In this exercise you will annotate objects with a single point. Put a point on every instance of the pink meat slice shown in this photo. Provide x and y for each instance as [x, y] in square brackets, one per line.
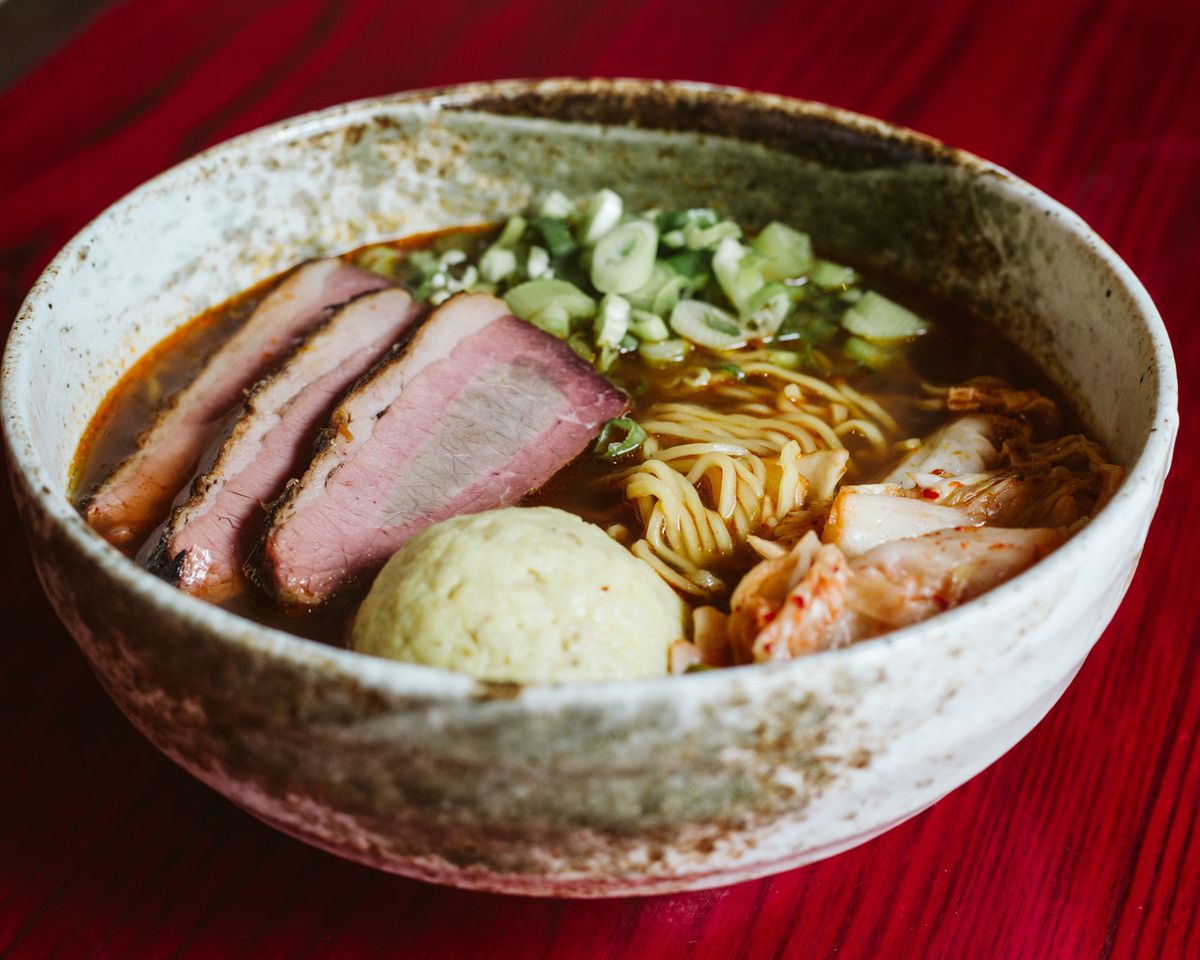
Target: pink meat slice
[208, 537]
[480, 409]
[133, 499]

◆ Exercise requirements: Express these records as a two-column CSV with the columns "prompt" and "response", one row per record, placing each record's text and its answer in a single quoted field and replacing line breaks with spaces. Leave the pictures out.

◆ Finished task:
prompt,response
"In this exercise you will annotate objects with a single point. Put a point on every instance of the pink meat slice shown in this photo. Provide x and y for each instance as [x, y] in square brackets, one per line. Target: pink meat slice","[208, 537] [480, 409] [133, 499]"